### The task
Gather each line below that contains the word "woman", and copy those lines out.

Collected data entries:
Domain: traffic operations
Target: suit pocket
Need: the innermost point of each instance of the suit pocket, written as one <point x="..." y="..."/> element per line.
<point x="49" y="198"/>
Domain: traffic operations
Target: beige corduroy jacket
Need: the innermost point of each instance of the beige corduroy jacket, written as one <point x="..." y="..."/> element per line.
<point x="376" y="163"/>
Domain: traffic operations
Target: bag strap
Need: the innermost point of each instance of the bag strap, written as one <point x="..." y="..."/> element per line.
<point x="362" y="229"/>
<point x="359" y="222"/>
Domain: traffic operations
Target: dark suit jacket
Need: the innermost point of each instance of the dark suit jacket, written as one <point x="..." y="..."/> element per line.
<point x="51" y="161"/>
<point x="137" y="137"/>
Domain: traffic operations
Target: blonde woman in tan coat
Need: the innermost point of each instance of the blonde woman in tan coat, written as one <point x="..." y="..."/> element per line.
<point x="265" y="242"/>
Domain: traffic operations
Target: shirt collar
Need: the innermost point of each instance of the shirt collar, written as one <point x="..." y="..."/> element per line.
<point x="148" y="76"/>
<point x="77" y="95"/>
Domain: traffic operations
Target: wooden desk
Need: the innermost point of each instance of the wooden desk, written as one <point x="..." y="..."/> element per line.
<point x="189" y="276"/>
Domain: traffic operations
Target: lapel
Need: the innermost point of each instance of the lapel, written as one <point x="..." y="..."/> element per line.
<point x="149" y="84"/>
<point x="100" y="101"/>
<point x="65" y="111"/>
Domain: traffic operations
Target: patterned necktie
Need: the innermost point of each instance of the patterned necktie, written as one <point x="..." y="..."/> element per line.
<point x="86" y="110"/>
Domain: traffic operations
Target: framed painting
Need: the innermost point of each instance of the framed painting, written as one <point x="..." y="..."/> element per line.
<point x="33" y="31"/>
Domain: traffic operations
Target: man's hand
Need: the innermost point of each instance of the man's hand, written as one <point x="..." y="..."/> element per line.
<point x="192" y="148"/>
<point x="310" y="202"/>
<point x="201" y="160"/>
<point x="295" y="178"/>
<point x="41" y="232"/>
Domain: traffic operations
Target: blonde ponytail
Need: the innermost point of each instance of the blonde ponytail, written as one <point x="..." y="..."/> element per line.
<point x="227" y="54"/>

### Expected answer
Target: blonde woman in tan coat
Need: the innermost point of each instance of the blonde woman in tan coat, written as one <point x="..." y="..."/> element per line.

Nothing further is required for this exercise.